Re: Skipping logical replication transactions on subscriber side

From: Masahiko Sawada <sawada(dot)mshk(at)gmail(dot)com>
To: Amit Kapila <amit(dot)kapila16(at)gmail(dot)com>
Cc: Dilip Kumar <dilipbalaut(at)gmail(dot)com>, Peter Eisentraut <peter(dot)eisentraut(at)enterprisedb(dot)com>, "houzj(dot)fnst(at)fujitsu(dot)com" <houzj(dot)fnst(at)fujitsu(dot)com>, vignesh C <vignesh21(at)gmail(dot)com>, Greg Nancarrow <gregn4422(at)gmail(dot)com>, "tanghy(dot)fnst(at)fujitsu(dot)com" <tanghy(dot)fnst(at)fujitsu(dot)com>, "osumi(dot)takamichi(at)fujitsu(dot)com" <osumi(dot)takamichi(at)fujitsu(dot)com>, Alexey Lesovsky <lesovsky(at)gmail(dot)com>, PostgreSQL-development <pgsql-hackers(at)postgresql(dot)org>
Subject: Re: Skipping logical replication transactions on subscriber side
Date: 2021-12-15 00:38:34
Message-ID: CAD21AoDVjxg-JKNOQPRoKSsmpJVOXJemadPHedXGWbecJwxY3g@mail.gmail.com
Views: Raw Message | Whole Thread | Download mbox | Resend email
Thread:
Lists: pgsql-hackers

On Tue, Dec 14, 2021 at 8:24 PM Amit Kapila <amit(dot)kapila16(at)gmail(dot)com> wrote:
>
> On Tue, Dec 14, 2021 at 3:41 PM Dilip Kumar <dilipbalaut(at)gmail(dot)com> wrote:
> >
> > On Tue, Dec 14, 2021 at 2:36 PM Amit Kapila <amit(dot)kapila16(at)gmail(dot)com> wrote:
> > >
> > > > >
> > > > > I agree with this theory. Can we reflect this in comments so that in
> > > > > the future we know why we didn't pursue this direction?
> > > >
> > > > I might be missing something here, but for streaming, transaction
> > > > users can decide whether they wants to skip or not only once we start
> > > > applying no? I mean only once we start applying the changes we can
> > > > get some errors and by that time we must be having all the changes for
> > > > the transaction.
> > > >
> > >
> > > That is right and as per my understanding, the patch is trying to
> > > accomplish the same.
> > >
> > > > So I do not understand the point we are trying to
> > > > discuss here?
> > > >
> > >
> > > The point is that whether we can skip the changes while streaming
> > > itself like when we get the changes and write to a stream file. Now,
> > > it is possible that streams from multiple transactions can be
> > > interleaved and users can change the skip_xid in between. It is not
> > > that we can't handle this but that would require a more complex design
> > > and it doesn't seem worth it because we can anyway skip the changes
> > > while applying as you mentioned in the previous paragraph.
● ● ●
• **Exercises to complete**:
a - Retype the passage of the logical replication thread starting with "On Tue, Dec 14, 2021 at 8:24" and going on through "pursue this direction?".
b - In the logical replication thread, what setting does it say users can change in between while streams from multiple transactions are interleaved?
c - Give what follows the last line of the logical replication thread.

• **Data shown**:
● ● ●
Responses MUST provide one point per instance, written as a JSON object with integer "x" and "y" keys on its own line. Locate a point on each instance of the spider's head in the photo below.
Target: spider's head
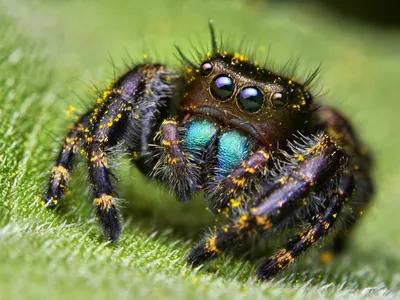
{"x": 236, "y": 92}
● ● ●
• **Response list**:
a -
On Tue, Dec 14, 2021 at 8:24 PM Amit Kapila <amit(dot)kapila16(at)gmail(dot)com> wrote:
>
> On Tue, Dec 14, 2021 at 3:41 PM Dilip Kumar <dilipbalaut(at)gmail(dot)com> wrote:
> >
> > On Tue, Dec 14, 2021 at 2:36 PM Amit Kapila <amit(dot)kapila16(at)gmail(dot)com> wrote:
> > >
> > > > >
> > > > > I agree with this theory. Can we reflect this in comments so that in
> > > > > the future we know why we didn't pursue this direction?

b - The skip_xid.

c -
> >
> > Actually, I was trying to understand the use case for skipping while
> > streaming. Actually, during streaming we are not doing any database
> > operation that means this will not generate any error.
> >
>
> Say, there is an error the first time when we start to apply changes
> for such a transaction. So, such a transaction will be streamed again.
> Say, the user has set the skip_xid before we stream a second time, so
> this time, we can skip it either during the stream phase or apply
> phase. I think the patch is skipping it during apply phase.
> Sawada-San, please confirm if my understanding is correct?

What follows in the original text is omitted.